▸ Kutipan Dokumen
%%

Korupsi Nur Alam, Potensi Kerugian Negara Capai 3 Triliun
- ANTARA FOTO/Jojon
VIVA.co.id - Komisi Pemberantasan Korupsi (KPK) telah mengantongi perhitungan sementara kerugian keuangan negara terkait kasus dugaan korupsi yang melibatkan Gubernur Sulawesi Tenggara, Nur Alam.
Politikus Partai Amanat Nasional (PAN) itu diduga telah melakukan korupsi dalam menerbitkan perizinan kepada PT Anugrah Harisma Barakah (AHB), selaku perusahaan yang melakukan penambangan nikel di Kabupaten Buton dan Bombana, Sulawesi Tenggara.
"Sudah ada (jumlah kerugian keuangan negara)," kata Wakil Ketua KPK, Saut Situmorang, saat dihubungi VIVA.co.id, Minggu, 16 Oktober 2016.
Kendati demikian, Saut mengaku belum mengetahui jumlah pasti mengenai angkanya. Menurut dia, penyidik yang memegang data lebih lengkap.
Perihal kerugian keuangan negara itu termasuk salah satu poin gugatan praperadilan yang dilayangkan Nur Alam ke Pengadilan Negeri Jakarta Selatan. Melalui pengacaranya, dia menilai tidak ada perhitungan kerugian keuangan negara yang jumlahnya nyata saat dia ditetapkan sebagai tersangka.
Namun, hal tersebut telah dibantah oleh KPK dalam jawabannya di praperadilan. Menurut KPK, timbulnya kerugian negara tidak perlu nyata terjadi, namun cukup didukung bukti-bukti yang mengarah pada adanya potensi kerugian negara yang dapat dihitung.
Namun, KPK menyatakan bahwa pada proses penyelidikan, sudah melakukan koordinasi dengan Badan Pengawasan Keuangan dan Pembangunan (BPKP) dan ahli kerusakan tanah dan lingkungan dari Institut Pertanian Bogor (IPB) untuk menghitung potensi kerugian keuangan negara.

%%

▸ Data yang Ditampilkan
%%

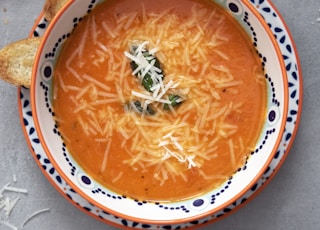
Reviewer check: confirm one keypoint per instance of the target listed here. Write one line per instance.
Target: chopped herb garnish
(138, 108)
(147, 68)
(175, 101)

%%

▸ Tugas Kerja A
Menurut kutipan dokumen tentang kasus Nur Alam, perusahaan apa yang menerima perizinan yang diduga terkait korupsi?
▸ Tugas Kerja B
Berdasarkan kutipan dokumen tentang kasus Nur Alam, jelaskan alasan KPK membantah dalil praperadilan Nur Alam mengenai perhitungan kerugian keuangan negara.
▸ Tugas Kerja C
Tuliskan kembali bagian kutipan dokumen tentang kasus Nur Alam dari "Korupsi Nur Alam, Potensi" sampai "memegang data lebih lengkap." tanpa perubahan apa pun.

▸ Kotak Jawaban A
PT Anugrah Harisma Barakah (AHB).

▸ Kotak Jawaban B
Nur Alam menilai tidak ada perhitungan kerugian keuangan negara yang jumlahnya nyata saat ia ditetapkan sebagai tersangka. KPK membantahnya karena menurut KPK kerugian negara tidak perlu nyata terjadi. Kerugian itu cukup didukung bukti-bukti yang mengarah pada potensi kerugian negara yang dapat dihitung.

▸ Kotak Jawaban C
Korupsi Nur Alam, Potensi Kerugian Negara Capai 3 Triliun
- ANTARA FOTO/Jojon
VIVA.co.id - Komisi Pemberantasan Korupsi (KPK) telah mengantongi perhitungan sementara kerugian keuangan negara terkait kasus dugaan korupsi yang melibatkan Gubernur Sulawesi Tenggara, Nur Alam.
Politikus Partai Amanat Nasional (PAN) itu diduga telah melakukan korupsi dalam menerbitkan perizinan kepada PT Anugrah Harisma Barakah (AHB), selaku perusahaan yang melakukan penambangan nikel di Kabupaten Buton dan Bombana, Sulawesi Tenggara.
"Sudah ada (jumlah kerugian keuangan negara)," kata Wakil Ketua KPK, Saut Situmorang, saat dihubungi VIVA.co.id, Minggu, 16 Oktober 2016.
Kendati demikian, Saut mengaku belum mengetahui jumlah pasti mengenai angkanya. Menurut dia, penyidik yang memegang data lebih lengkap.